Pour ceci, le Congrès de la CGIL est important. Une grande partie des ouvriers avancés, qui dans les entreprises capitalistes animent ou de quelque manière sont au centre des luttes que les ouvriers mènent dans cette période face à la crise, sont inscrits à la CGIL, malgré toute la ruine produite par les révisionistes et la gauche bourgeoise qui ont dirigé la CGIL dans les dernières décennies. Nous laissons de côté un instant les retraités, les travailleurs du public et les travailleurs des entreprises artisanales et des coopératives et considérons seulement les ouvriers des entreprises capitalistes qui sont politiquement décisifs. Sur les 7 millions d'ouvriers qui travaillent dans les entreprises capitalistes, ils sont certainement plus d'un million et demi inscrits à la CGIL. Plus de la moitié de ceux-ci sont compris dans les environ 3 millions d'ouvriers qui travaillent en entreprises capitalistes de plus de 100 salariés. L'action de ces 3 millions et donc leur orientation en faveur de la constitution d'un gouvernement d'urgence pour faire face à la crise, d'un Gouvernement Bloc Populaire, déterminerait le futur de l'entière classe ouvrière et donc de toutes les masses populaires de notre pays. Si les masses populaires prennent la route du Gouvernement de Bloc Populaire (et par lui de l'instauration du socialisme : nous avons déjà illustré plusieurs fois que la constitution du GBP ouvrirait la route à l'instauration du socialisme), aucune force ne pourra leur barrer avec succès le chemin. Et l'évolution de notre pays aurait un rôle probablement décisif dans la détermination des événements du futur prochain dans le reste de l'Europe, étant donné la crise à laquelle le reste de l'Europe doit aussi faire face.

 

Tel est l'enchaînement possible des choses. Notre Parti doit travailler parce que cela devient le cours réel des choses. Le bouleversement en cours dans le groupe dirigeant de la CGIL, en particulier la conduite de la gauche syndicale et du groupe dirigeant de la FIOM (ouvriers de la métallurgie), peut se combiner avec le développement politique en cours parmi les ouvriers avancés qui dirigent la résistance et la protestation, en particulier avec le développement en cours parmi les ouvriers avancés inscrit à la CGIL (globalement aujourd'hui deux ou trois cents mille, c'est-à-dire une grande partie des ouvriers avancés). Le développement en cours dans le groupe dirigeant et le développement en cours parmi les ouvriers avancés se conditionnent réciproquement. Nous communistes pouvons agir sur tous les deux : les deux jambes.

» **Consigne de travail**: Selon l'extrait sur le congrès de la CGIL, pourquoi ce congrès est-il important ? Répondez en une à trois phrases. Le matériel qui suit ne joue aucun rôle ici.

» **Données enregistrées**:
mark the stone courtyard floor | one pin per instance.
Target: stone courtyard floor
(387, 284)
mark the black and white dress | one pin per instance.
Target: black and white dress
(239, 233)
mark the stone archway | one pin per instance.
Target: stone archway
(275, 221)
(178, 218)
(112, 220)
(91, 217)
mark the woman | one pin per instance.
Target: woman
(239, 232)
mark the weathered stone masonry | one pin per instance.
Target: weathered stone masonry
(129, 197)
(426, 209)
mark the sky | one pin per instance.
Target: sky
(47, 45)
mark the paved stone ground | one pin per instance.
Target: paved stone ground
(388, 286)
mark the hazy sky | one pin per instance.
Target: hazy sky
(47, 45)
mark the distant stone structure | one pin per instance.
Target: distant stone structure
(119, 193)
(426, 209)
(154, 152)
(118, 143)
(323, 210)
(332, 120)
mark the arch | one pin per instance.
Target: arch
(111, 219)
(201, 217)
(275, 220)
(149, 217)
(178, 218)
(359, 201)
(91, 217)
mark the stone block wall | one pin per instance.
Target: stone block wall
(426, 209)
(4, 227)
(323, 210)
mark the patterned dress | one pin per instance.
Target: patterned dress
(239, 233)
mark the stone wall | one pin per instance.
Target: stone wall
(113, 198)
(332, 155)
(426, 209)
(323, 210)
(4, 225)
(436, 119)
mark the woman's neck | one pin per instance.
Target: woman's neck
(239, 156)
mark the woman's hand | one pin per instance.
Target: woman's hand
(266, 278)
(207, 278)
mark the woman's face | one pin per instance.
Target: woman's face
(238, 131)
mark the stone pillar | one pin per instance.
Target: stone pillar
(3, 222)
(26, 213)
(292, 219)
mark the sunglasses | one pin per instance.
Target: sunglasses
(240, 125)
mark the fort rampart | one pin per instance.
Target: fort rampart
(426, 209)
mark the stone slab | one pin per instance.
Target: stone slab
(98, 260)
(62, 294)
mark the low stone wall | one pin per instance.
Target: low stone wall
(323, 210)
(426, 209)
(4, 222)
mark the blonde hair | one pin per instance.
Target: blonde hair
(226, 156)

» **Réponse ci-dessous**: Ce congrès est important parce qu'une grande partie des ouvriers avancés, qui animent les luttes menées face à la crise dans les entreprises capitalistes, sont inscrits à la CGIL. Sur les 7 millions d'ouvriers de ces entreprises, plus d'un million et demi y adhèrent.